§ WHAT YOU WILL DO:
1: Answer these questions about the DWA reptile thread:
(a) Where does Fangio say the posted link first sent him?
(b) Which snake groups does SiUK say are entirely on the list?
(c) What does Fangio offer to compile, and on what condition?
2: Write the next few posts of the DWA reptile thread, picking up after Fangio's offer to split the species list.

# List of DWA Reptile species



## Trice (Oct 4, 2006)

Has anyone got an exact list of all the DWA reptiles?

http://www.defra.gov.uk/wildlife-countryside/gwd/animallist.pdf
that just covers it i think..


----------



## Fangio (Jun 2, 2007)

For some reason that link sends me to the RFUK homepage....


----------



## Trice (Oct 4, 2006)

Sorry, fixed.


----------



## SiUK (Feb 15, 2007)

theres absolutely loads of reptiles on the list hundreds


----------



## Fangio (Jun 2, 2007)

Yeah that is the entirety of what's currently on the DWAA. You've answered your own thread in the first post.:crazy:


----------



## SiUK (Feb 15, 2007)

all pit vipers and true vipers all elapids that list alone would be huge and a couple of rear fanged snakes.


----------



## Fangio (Jun 2, 2007)

SiUK said:


> all pit vipers and true vipers all elapids that list alone would be huge and a couple of rear fanged snakes.


I'll make you a deal, I'm willing to compile a list of DWA lizards by species if you do the snakes....

§ LISTED RECORDS:
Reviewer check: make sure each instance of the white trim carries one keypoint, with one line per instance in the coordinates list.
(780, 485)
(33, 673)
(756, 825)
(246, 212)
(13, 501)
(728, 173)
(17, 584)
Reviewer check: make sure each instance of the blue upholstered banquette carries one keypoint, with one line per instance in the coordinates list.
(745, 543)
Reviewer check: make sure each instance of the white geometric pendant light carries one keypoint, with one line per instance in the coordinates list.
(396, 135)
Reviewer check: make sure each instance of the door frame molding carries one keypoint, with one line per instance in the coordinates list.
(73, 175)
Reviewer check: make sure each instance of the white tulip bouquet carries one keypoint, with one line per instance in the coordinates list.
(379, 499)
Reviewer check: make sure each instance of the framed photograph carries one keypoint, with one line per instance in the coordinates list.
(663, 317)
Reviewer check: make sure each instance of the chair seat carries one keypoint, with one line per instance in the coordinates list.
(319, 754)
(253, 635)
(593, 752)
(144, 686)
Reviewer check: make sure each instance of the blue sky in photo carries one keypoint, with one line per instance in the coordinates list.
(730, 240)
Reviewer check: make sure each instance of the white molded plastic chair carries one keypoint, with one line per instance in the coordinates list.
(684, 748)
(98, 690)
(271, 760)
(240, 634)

--

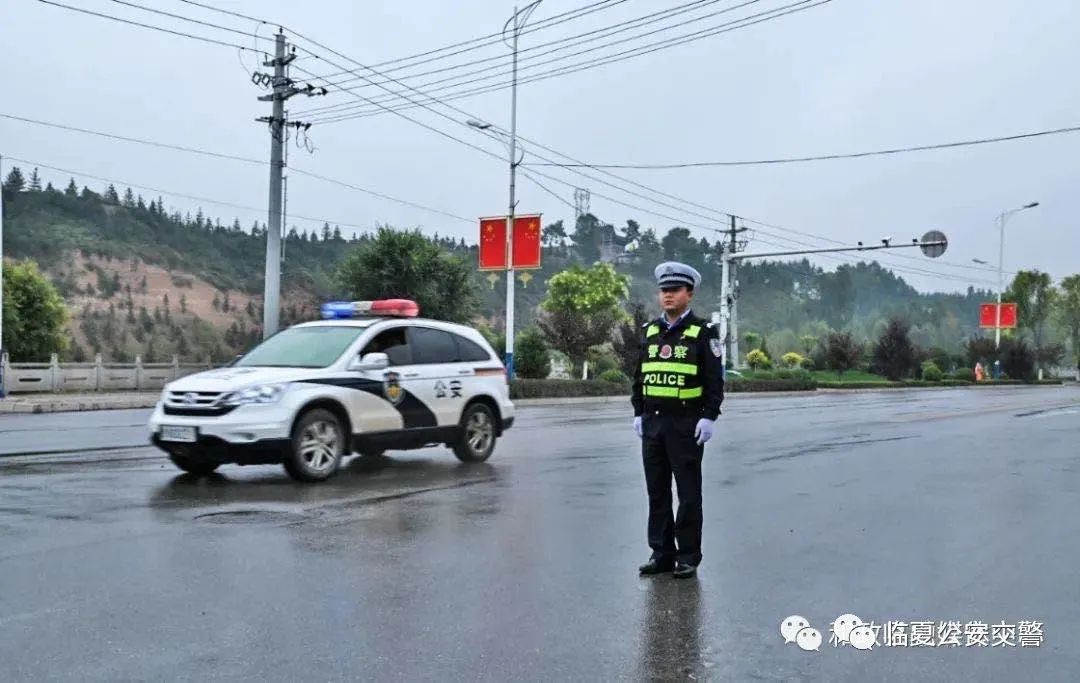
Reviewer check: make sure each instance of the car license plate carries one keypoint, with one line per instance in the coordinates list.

==

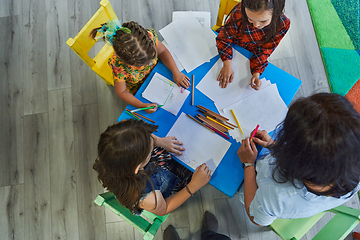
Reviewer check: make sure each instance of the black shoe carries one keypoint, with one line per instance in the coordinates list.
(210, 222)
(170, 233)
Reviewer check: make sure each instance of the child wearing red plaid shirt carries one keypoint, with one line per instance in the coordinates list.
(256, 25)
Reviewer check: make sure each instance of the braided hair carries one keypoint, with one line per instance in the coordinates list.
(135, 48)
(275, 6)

§ FINAL ANSWERS:
1:
(a) To the RFUK homepage.
(b) All pit vipers, all true vipers and all elapids, along with a couple of rear-fanged snakes.
(c) A list of DWA lizards by species, if SiUK does the snakes.

2:
It's only fair.....:lol2:


----------



## Dexter (Jun 24, 2005)

I'm glad to see elephants in that list :roll:


----------



## SiUK (Feb 15, 2007)

Fangio said:


> I'll make you a deal, I'm willing to compile a list of DWA lizards by species if you do the snakes....
> 
> It's only fair.....:lol2:


:lol2:yeh that sounds like a good deal:bash:


----------



## danjwright (Apr 11, 2007)

"Family Hominidae:
All species except those of the genus ****.
Anthropoid apes; chimpanzees, bonobos, orang-utans and gorillas."

lol, apparently it's ok to keep a human as a pet without a license then !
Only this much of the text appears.